**TEXT FOR ANALYSIS:**
────────────────────────────────────────

Once upon a time there was an island called Ireland. It was a wondrous, lush and vibrant place filled with saints, scholars and poets, where the women were all beautiful and the men were sensitive, attentive and not a bunch of pigheaded cunts at all. For these reasons it's not surprising that some have speculated that Ireland was in fact the fabled island of Atlantis, it was that good. There was no such thing as sadness in Ireland; everyone was happy all the time. If you asked someone if they hated people of other religions, or if they disliked people of different colour, they'd laugh heartily and say "everyone is awesome and we, by extension, are also awesome, although we're not arrogant on that point, just honest, which is another trait we have - honesty and goodness". No one ever tripped over and hurt their leg, no one ever sang out of tune, no one even knew what a frown looked like. Childbirth was painless, doctors weren't even needed because no one ever got sick, the internet had already been invented and monkeys roamed the streets freely and were toilet trained and didn't masturbate.

Then, 800 years ago, the English came and fucking destroyed everything. They fingered our women, fucked our monkeys, ate our furniture, shut down our interwebs and introduced the concept of unhappiness into this pure Eden. They also started the potato famine and made sure that the potato manufacturers made spuds which didn't work like when those guys made dud bombs in Schindler's List, they invented Protestants, dumped toxic copper residue into our waters to make us ginger (a fate that I myself was fortune enough to escape) and worst of all they gave us sex offenders and a crap accent.

────────────────────────────────────────

Reproduce the passage about Ireland in full, word for word. Please work only from the passage about Ireland and bring in nothing from outside it.

────────────────────────────────────────

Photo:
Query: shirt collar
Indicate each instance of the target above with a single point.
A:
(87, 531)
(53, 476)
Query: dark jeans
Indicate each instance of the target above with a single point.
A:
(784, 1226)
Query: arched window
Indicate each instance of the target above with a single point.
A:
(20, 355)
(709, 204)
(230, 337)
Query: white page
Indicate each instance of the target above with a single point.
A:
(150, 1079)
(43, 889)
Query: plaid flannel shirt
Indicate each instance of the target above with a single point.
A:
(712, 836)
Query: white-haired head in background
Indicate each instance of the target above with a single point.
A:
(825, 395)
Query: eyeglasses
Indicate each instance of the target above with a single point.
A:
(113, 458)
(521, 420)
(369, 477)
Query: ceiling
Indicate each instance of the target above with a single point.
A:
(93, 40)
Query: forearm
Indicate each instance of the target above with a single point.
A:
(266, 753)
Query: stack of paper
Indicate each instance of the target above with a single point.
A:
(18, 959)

────────────────────────────────────────

**TASK RESPONSE:**
Once upon a time there was an island called Ireland. It was a wondrous, lush and vibrant place filled with saints, scholars and poets, where the women were all beautiful and the men were sensitive, attentive and not a bunch of pigheaded cunts at all. For these reasons it's not surprising that some have speculated that Ireland was in fact the fabled island of Atlantis, it was that good. There was no such thing as sadness in Ireland; everyone was happy all the time. If you asked someone if they hated people of other religions, or if they disliked people of different colour, they'd laugh heartily and say "everyone is awesome and we, by extension, are also awesome, although we're not arrogant on that point, just honest, which is another trait we have - honesty and goodness". No one ever tripped over and hurt their leg, no one ever sang out of tune, no one even knew what a frown looked like. Childbirth was painless, doctors weren't even needed because no one ever got sick, the internet had already been invented and monkeys roamed the streets freely and were toilet trained and didn't masturbate.

Then, 800 years ago, the English came and fucking destroyed everything. They fingered our women, fucked our monkeys, ate our furniture, shut down our interwebs and introduced the concept of unhappiness into this pure Eden. They also started the potato famine and made sure that the potato manufacturers made spuds which didn't work like when those guys made dud bombs in Schindler's List, they invented Protestants, dumped toxic copper residue into our waters to make us ginger (a fate that I myself was fortune enough to escape) and worst of all they gave us sex offenders and a crap accent.